_EXERCISE DATA_
# # # # # # #

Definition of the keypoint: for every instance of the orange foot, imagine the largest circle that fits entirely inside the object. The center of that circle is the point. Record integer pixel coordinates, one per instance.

# # # # # # #

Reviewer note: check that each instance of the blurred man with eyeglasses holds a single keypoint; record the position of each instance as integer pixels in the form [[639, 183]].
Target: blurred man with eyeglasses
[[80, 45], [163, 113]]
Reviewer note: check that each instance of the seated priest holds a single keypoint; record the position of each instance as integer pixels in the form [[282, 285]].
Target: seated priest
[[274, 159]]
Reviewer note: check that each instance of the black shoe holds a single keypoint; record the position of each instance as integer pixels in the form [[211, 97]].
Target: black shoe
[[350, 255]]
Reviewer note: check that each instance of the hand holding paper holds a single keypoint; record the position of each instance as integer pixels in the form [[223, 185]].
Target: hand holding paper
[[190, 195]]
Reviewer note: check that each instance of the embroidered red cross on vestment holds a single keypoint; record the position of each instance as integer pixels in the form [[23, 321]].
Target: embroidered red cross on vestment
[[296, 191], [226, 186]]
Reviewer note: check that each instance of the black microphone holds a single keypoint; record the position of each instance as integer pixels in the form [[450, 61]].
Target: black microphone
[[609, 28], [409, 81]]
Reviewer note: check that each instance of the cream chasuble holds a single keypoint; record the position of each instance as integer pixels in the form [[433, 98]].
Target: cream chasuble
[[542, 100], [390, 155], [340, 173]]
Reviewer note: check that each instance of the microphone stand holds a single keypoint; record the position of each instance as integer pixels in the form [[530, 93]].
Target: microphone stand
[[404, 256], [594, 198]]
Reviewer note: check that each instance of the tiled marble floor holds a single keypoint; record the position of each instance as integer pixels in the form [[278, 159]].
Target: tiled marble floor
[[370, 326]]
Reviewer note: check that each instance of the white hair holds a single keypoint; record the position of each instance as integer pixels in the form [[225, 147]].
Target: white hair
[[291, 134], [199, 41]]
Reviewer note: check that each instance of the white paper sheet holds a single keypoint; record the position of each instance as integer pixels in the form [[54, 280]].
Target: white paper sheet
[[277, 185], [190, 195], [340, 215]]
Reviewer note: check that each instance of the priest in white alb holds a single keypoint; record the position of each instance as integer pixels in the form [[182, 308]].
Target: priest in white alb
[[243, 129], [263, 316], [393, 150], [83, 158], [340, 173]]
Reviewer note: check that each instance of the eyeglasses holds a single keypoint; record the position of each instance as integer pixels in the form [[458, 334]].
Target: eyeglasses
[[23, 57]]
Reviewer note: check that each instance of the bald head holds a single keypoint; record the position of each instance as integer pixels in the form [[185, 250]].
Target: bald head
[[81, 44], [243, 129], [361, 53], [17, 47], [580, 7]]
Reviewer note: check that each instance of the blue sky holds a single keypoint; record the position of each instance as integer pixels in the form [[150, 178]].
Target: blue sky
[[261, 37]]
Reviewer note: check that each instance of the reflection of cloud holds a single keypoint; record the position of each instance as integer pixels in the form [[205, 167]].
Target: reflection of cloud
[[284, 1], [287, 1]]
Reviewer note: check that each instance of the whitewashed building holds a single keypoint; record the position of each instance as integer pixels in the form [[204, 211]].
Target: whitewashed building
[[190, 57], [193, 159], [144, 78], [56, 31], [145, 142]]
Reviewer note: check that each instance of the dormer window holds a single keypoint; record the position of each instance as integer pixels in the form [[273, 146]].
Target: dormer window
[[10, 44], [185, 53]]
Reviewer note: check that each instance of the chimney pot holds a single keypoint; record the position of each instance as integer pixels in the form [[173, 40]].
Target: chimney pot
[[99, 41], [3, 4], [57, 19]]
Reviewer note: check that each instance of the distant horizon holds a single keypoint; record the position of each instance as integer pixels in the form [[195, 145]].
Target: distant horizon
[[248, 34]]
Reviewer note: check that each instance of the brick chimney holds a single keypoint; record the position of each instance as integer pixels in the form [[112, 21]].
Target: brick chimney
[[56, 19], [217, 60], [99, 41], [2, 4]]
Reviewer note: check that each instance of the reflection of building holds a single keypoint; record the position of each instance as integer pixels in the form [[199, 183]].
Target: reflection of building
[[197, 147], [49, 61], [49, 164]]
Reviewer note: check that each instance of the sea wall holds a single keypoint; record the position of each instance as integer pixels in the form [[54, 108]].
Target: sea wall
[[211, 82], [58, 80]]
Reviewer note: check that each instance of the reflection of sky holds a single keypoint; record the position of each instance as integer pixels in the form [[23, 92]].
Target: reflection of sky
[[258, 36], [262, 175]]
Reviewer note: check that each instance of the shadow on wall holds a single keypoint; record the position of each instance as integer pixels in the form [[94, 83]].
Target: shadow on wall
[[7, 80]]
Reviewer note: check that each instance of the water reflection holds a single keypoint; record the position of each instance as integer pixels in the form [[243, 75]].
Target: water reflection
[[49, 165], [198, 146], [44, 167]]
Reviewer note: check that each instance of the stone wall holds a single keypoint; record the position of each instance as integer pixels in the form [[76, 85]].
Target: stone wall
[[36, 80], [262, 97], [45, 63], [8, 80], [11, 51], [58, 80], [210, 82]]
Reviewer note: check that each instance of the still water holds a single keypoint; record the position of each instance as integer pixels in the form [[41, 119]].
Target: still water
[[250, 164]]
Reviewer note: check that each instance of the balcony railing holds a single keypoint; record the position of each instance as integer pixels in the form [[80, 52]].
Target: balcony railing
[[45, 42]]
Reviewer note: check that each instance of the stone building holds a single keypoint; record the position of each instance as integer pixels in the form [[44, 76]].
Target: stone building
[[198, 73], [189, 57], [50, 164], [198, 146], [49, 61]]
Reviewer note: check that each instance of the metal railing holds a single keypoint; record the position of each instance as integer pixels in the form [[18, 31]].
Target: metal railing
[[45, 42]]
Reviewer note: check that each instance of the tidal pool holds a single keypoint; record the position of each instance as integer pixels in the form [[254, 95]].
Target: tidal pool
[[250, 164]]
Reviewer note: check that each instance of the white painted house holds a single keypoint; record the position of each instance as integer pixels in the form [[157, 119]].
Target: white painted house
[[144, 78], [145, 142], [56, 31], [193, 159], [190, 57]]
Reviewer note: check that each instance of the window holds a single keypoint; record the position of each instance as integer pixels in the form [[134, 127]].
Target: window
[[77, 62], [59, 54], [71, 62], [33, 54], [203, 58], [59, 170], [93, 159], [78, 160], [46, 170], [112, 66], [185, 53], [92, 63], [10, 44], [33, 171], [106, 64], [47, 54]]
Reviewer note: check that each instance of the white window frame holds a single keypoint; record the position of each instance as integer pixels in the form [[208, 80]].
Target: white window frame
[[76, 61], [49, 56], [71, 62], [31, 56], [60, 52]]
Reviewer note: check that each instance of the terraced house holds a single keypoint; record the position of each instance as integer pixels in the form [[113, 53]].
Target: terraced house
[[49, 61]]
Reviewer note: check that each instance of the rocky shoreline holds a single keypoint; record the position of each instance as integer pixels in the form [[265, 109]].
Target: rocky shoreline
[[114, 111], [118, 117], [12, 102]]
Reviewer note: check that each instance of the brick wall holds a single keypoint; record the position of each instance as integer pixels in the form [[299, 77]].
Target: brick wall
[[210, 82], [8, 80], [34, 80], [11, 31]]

# # # # # # #

_WORK REQUIRED_
Extract every line of the items above that contains the word "chasuble". Copy each of those lines in full.

_WRITTEN SOLUTION_
Reviewer note: check that each instance of the cream chasuble holds a single keypoint; record the position of each instance as integer pixels in the form [[433, 98]].
Target: cream chasuble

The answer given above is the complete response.